[Dataset items]

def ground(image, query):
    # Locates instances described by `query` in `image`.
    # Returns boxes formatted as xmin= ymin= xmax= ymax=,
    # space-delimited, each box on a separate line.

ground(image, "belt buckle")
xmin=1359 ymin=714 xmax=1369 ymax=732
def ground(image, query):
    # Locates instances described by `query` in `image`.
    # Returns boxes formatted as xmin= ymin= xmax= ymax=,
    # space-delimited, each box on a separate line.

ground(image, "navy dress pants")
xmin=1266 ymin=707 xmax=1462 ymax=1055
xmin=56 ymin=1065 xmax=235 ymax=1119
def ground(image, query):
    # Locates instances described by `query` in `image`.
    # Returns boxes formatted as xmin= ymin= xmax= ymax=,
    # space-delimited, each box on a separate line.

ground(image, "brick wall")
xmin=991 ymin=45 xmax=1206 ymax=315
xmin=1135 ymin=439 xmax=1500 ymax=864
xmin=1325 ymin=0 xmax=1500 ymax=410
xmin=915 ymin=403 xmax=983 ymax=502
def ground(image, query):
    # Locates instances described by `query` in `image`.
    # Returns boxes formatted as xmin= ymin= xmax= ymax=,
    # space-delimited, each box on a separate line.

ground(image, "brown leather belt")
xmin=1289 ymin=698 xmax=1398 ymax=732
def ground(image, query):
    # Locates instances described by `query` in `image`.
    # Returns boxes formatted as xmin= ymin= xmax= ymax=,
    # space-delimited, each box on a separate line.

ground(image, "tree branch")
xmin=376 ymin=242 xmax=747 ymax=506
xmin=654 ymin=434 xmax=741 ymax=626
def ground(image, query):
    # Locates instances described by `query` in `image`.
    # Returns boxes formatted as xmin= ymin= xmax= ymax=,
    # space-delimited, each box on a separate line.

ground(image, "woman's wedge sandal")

* **GOAL OF THE EXERCISE**:
Each entry above is to be printed again exactly.

* **SOLUTION**:
def ground(image, query):
    # Locates instances described by `query` in `image`.
    # Returns boxes formatted as xmin= ymin= xmax= ymax=,
    # space-delimited, each box on a separate line.

ground(image, "belt buckle")
xmin=1359 ymin=714 xmax=1369 ymax=732
def ground(image, query):
    # Locates instances described by `query` in `image`.
    # Returns boxes formatted as xmin= ymin= xmax= ymax=,
    # space-delimited, each box on a separate line.

ground(image, "navy dress pants")
xmin=1266 ymin=707 xmax=1462 ymax=1055
xmin=56 ymin=1065 xmax=235 ymax=1119
def ground(image, query):
    # Locates instances described by `query` in `image`.
    # Returns boxes formatted as xmin= ymin= xmax= ymax=,
    # space-delimited, each box on a separate line.

ground(image, "brick wall")
xmin=991 ymin=45 xmax=1206 ymax=315
xmin=1135 ymin=439 xmax=1500 ymax=864
xmin=1325 ymin=0 xmax=1500 ymax=410
xmin=915 ymin=403 xmax=983 ymax=502
def ground(image, query):
    # Locates instances described by `query` in `image`.
    # Returns boxes formatted as xmin= ymin= xmax= ymax=,
    # space-delimited, each box on a separate line.

ground(image, "brown leather belt")
xmin=1289 ymin=698 xmax=1398 ymax=732
def ground(image, query):
    # Locates instances described by `query` in `image`.
    # Returns boxes formatted as xmin= ymin= xmax= ymax=,
    # space-delimited, each box on a separate line.

ground(image, "tree branch")
xmin=376 ymin=242 xmax=747 ymax=506
xmin=654 ymin=434 xmax=741 ymax=626
def ground(image, query):
    # Locates instances described by `query` in `image`.
    # Returns boxes formatted as xmin= ymin= xmax= ymax=,
    # space-delimited, each box on a separate line.

ground(image, "woman's wedge sandal")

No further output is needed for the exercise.